- SHORT PROBLEM 1 -
Output the lines of the records from the line with "Place a point on each instance of the elderly" through the last line of the records, both included, reproducing them exactly.

Nope, I haven't thought of this yet. Thanks for taking dask-patternsearch for a test drive and providing feedback.

I expect it's not too much of a burden for the user to specify a batch size as a keyword argument. Were you thinking of being more clever and adapting the batch size based on some observed behavior?

Also, this worked on a trivial example for you? Hooray! You're bold ;)

mrocklin commented 7 years ago

I just ran your x.dot(x) example.

I was thinking of automated batching. For example rather than running the function you might run a function that maps the function over a few inputs and also times the computation.

def f(func, states):
    start = time()
    results = list(map(func, states))
    end = time()
    return (end - start) / len(results), results
eriknw commented 7 years ago

I see. This should be doable, although I'll hold off for a bit until we have better tests. How should we spell this? min_task_time=0.05 keyword argument, or should we also try to estimate the scheduler and communication overhead and choose the target task time as appropriate? Do you have any intuition or experience for what a good min_task_time would be?

It's also possible for function evaluations to take wildly different times. For example, a function may begin with if not is_feasible(x): return np.inf.

mrocklin commented 7 years ago

I agree that this is not pressing.

the ideal task duration depends on how many machines you're running. If you assume a conservative 1ms overhead per task and you have 1000 cores then you want tasks that will take 1s to run. You probably want a lower bound of something like 10ms. Roundtrip system latency is going to be about that anyway.

eriknw commented 7 years ago

Cool, thanks.

One use case I've thought about supporting is sub-task reuse for separable functions. For example, for

def f(w, x, y, z):
    return g(w, x) * h(y, z)

results for g and h could be reused. Due to the grid-like structure of how points are sampled with the stencil, the performance benefit could be significant. This should be easy to do with delayed.

I think batching tasks could complicate doing this.

Records from a collection

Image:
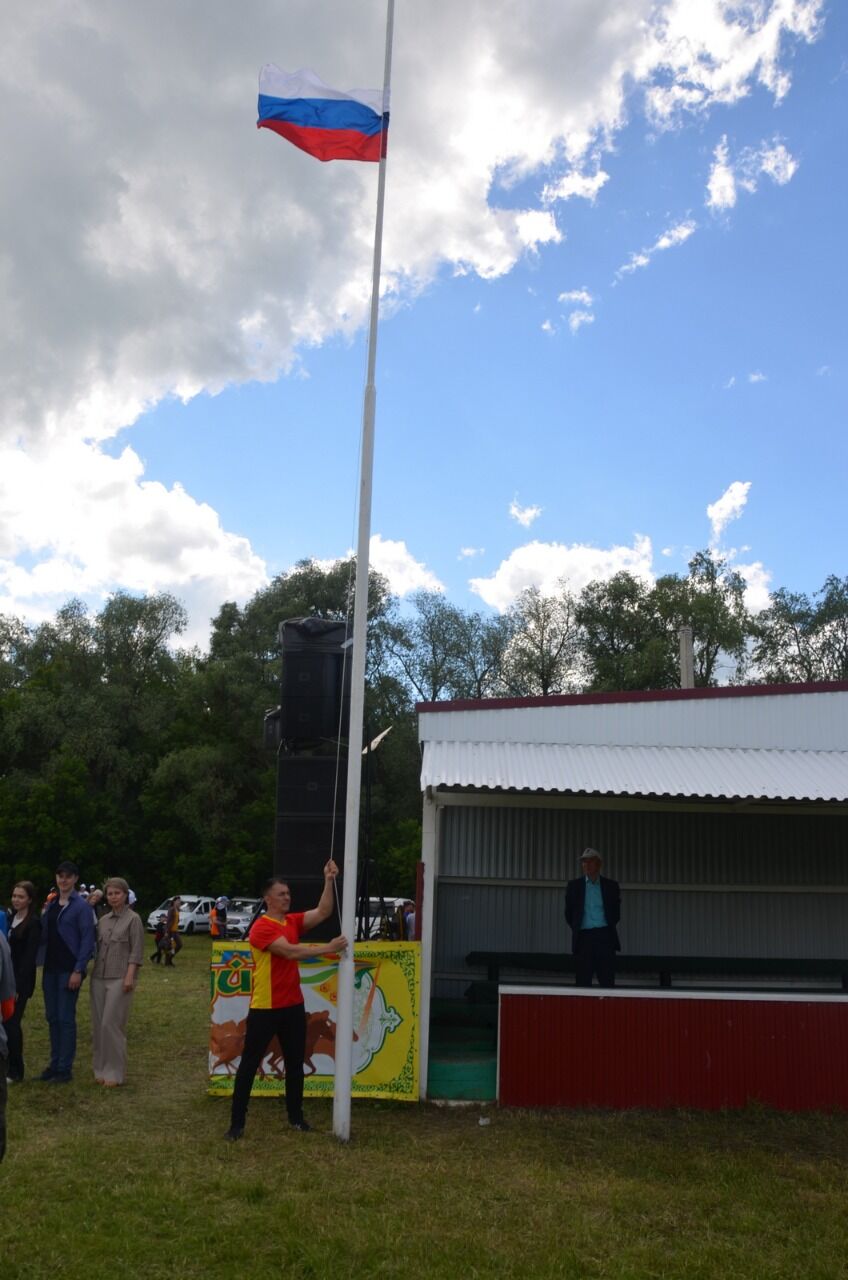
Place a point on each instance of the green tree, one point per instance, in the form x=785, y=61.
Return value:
x=624, y=640
x=542, y=654
x=711, y=600
x=803, y=639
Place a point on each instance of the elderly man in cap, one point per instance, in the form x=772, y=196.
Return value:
x=67, y=946
x=592, y=910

- SHORT PROBLEM 2 -
Continue the discussion of task batching in dask-patternsearch, starting right after its final sentence.

- EXERCISE RESULT 1 -
Place a point on each instance of the elderly man in cap, one point per instance, in the form x=772, y=196.
Return value:
x=67, y=946
x=592, y=910

- EXERCISE RESULT 2 -
mrocklin commented 7 years ago

@jcrist just went through optimizing this sort of problem.

Using Dask.delayed and depending on consistent hashing to remove duplicate work is definitely a solution, but you might do well to handle this by hand as well if the number of trials grows large enough for overhead to matter (although this is probably less of an issue in your case since everything is asynchronous).

eriknw commented 7 years ago

Thanks. I'll take a look at the work Jim did (and bother him if needed) when I get this far. You're right, though, I expect overhead to be less important due to being fully asynchronous. Less important doesn't mean not important though. One step at a time...

eriknw commented 7 years ago

I think I'm okay with requiring the user to manually specify the batch size. Doing so will exclude the possibility of sharing intermediate results as discussed above. The expectation when grouping is that the function calculates quickly.

I think we should also provide an option to group the trial points into a single array. I assume it's noticeably more efficient for the scheduler to handle a single array than N smaller arrays. The main use case to support, though, is a vectorized cost function, which can be orders of magnitude more efficient (especially if executed on GPUs). This fits nicely into our goal of performing "effective brute force optimization" (new tagline?).

eriknw commented 7 years ago

Done. The user must specify the batch size.